▸ **EXERCISE**: Convert the listing below into a numbered list with one line per item, omitting any blank lines. Leave the pictures out of your answer.

<<<<

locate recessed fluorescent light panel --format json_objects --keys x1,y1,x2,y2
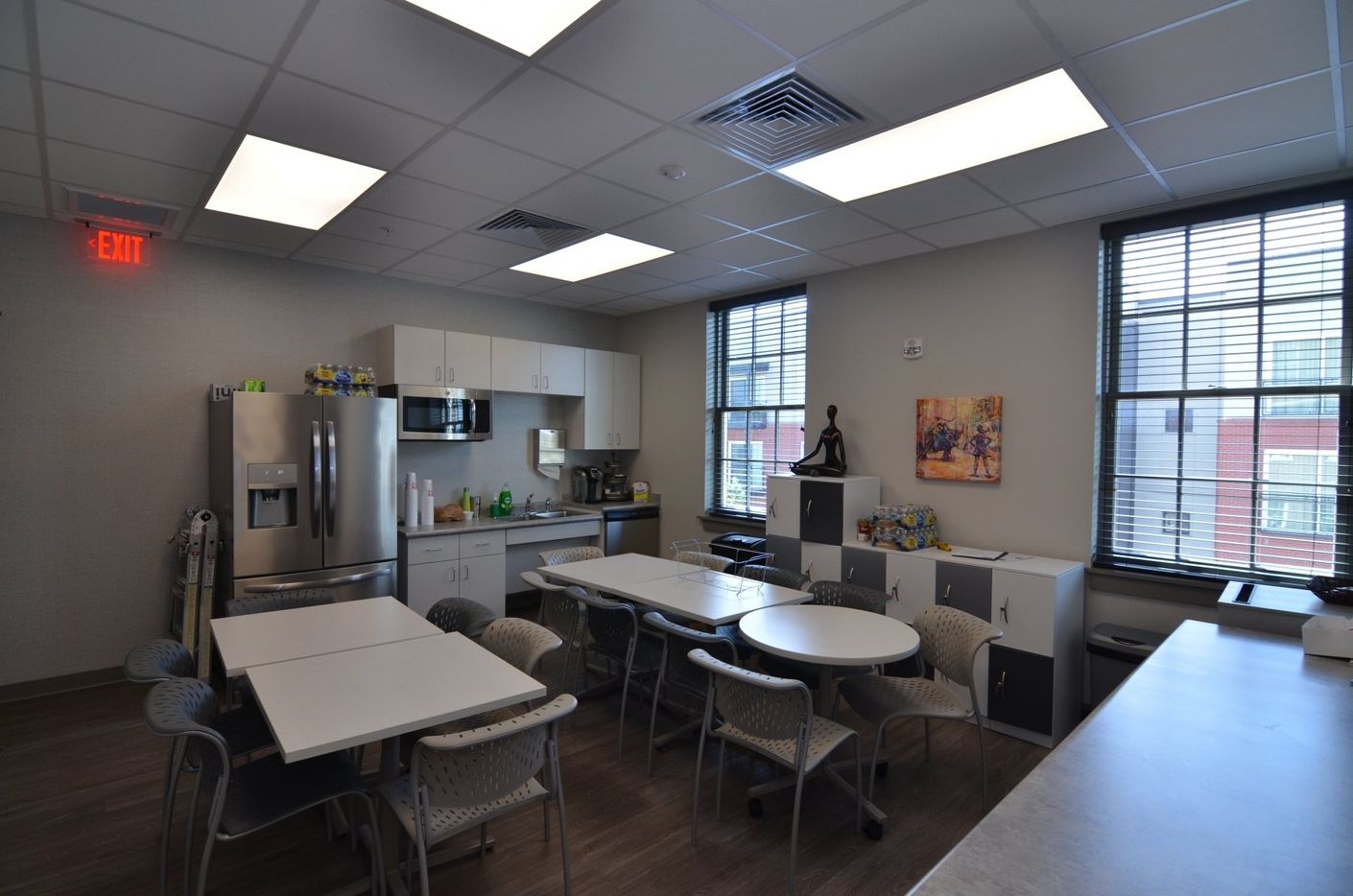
[
  {"x1": 512, "y1": 233, "x2": 673, "y2": 283},
  {"x1": 207, "y1": 134, "x2": 386, "y2": 230},
  {"x1": 779, "y1": 69, "x2": 1106, "y2": 201},
  {"x1": 394, "y1": 0, "x2": 598, "y2": 56}
]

>>>>

▸ **PROBLEM SOLUTION**:
1. locate recessed fluorescent light panel --format json_objects --keys x1,y1,x2,y2
2. [
3.   {"x1": 512, "y1": 233, "x2": 673, "y2": 283},
4.   {"x1": 207, "y1": 134, "x2": 386, "y2": 230},
5.   {"x1": 779, "y1": 69, "x2": 1106, "y2": 201},
6.   {"x1": 394, "y1": 0, "x2": 598, "y2": 56}
7. ]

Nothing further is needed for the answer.